(Entries from a dataset)
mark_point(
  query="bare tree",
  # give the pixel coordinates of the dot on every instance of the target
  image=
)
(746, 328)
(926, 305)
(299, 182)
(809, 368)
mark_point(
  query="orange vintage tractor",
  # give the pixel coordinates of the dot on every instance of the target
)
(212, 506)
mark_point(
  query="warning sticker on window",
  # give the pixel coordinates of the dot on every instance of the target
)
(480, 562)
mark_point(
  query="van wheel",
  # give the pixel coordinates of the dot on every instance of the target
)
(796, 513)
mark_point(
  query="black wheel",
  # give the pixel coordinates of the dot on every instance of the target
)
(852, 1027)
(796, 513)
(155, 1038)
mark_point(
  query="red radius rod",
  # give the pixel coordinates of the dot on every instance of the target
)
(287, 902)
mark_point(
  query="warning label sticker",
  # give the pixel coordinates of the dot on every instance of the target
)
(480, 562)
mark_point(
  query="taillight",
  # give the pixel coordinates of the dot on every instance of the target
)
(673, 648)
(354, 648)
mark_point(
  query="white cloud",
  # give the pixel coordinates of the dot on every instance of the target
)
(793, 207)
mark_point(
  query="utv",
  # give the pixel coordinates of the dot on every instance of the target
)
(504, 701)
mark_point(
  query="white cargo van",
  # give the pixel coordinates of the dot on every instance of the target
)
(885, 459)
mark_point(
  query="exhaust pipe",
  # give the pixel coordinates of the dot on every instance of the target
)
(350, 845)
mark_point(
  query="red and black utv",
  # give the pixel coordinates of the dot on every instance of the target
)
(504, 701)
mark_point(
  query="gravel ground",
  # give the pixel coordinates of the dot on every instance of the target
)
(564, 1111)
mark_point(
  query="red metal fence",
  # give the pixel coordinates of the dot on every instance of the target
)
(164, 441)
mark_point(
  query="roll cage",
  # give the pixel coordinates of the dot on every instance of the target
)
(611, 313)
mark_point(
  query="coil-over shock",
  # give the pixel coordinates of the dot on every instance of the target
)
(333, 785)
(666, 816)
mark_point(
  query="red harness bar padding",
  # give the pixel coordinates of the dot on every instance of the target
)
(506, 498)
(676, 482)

> _Work required_
Copy out each record from above, exactly.

> _The solution_
mark_point(
  query="bare tree",
  # give the pixel coordinates of the dot on every instance of the target
  image=
)
(746, 328)
(926, 305)
(299, 182)
(809, 368)
mark_point(
  query="orange vintage tractor",
  # give the pixel coordinates of the dot on every instance of the target
)
(212, 506)
mark_point(
  query="warning sticker on window",
  # give the pixel coordinates of the dot on every instance of the target
)
(480, 562)
mark_point(
  query="van wheel",
  # give the pixel coordinates of the dot on every instance of the target
)
(796, 513)
mark_point(
  query="black wheel",
  # give the pixel coordinates of the dot on every instance of the target
)
(852, 1027)
(796, 513)
(155, 1038)
mark_point(
  query="red radius rod",
  # give the pixel coordinates of the dot on every instance of the target
)
(287, 902)
mark_point(
  query="warning label sticker",
  # give the pixel coordinates of the dot on every instance of the target
)
(480, 562)
mark_point(
  query="taillight",
  # give the pixel coordinates of the dot on every instance of the target
)
(673, 648)
(354, 648)
mark_point(
  query="white cloud",
  # give the pixel coordinates of the dot on every instance of the target
)
(793, 207)
mark_point(
  query="utv",
  # give the pixel coordinates of the dot on every instance of the target
)
(504, 701)
mark_point(
  query="white cargo van",
  # give the pixel coordinates of the dot on every instance of the target
)
(885, 459)
mark_point(
  query="exhaust pipe",
  # give the pixel coordinates of the dot on every instance of the target
)
(350, 845)
mark_point(
  query="red and black utv",
  # give the pixel coordinates of the dot on every instance of the target
)
(504, 701)
mark_point(
  query="gravel ground",
  # give the pixel coordinates of the dot on every instance of the target
)
(564, 1111)
mark_point(
  query="red metal fence",
  # give the pixel coordinates of the dot on every instance of the target
)
(164, 441)
mark_point(
  query="roll cage",
  # give the pixel coordinates of the dot on every instance of the target
)
(611, 313)
mark_point(
  query="coil-over shock",
  # give the pixel coordinates of the dot on every instance of the target
)
(333, 785)
(666, 816)
mark_point(
  query="red harness bar padding",
  # give the pixel coordinates of the dot on every instance of the target
)
(506, 498)
(676, 482)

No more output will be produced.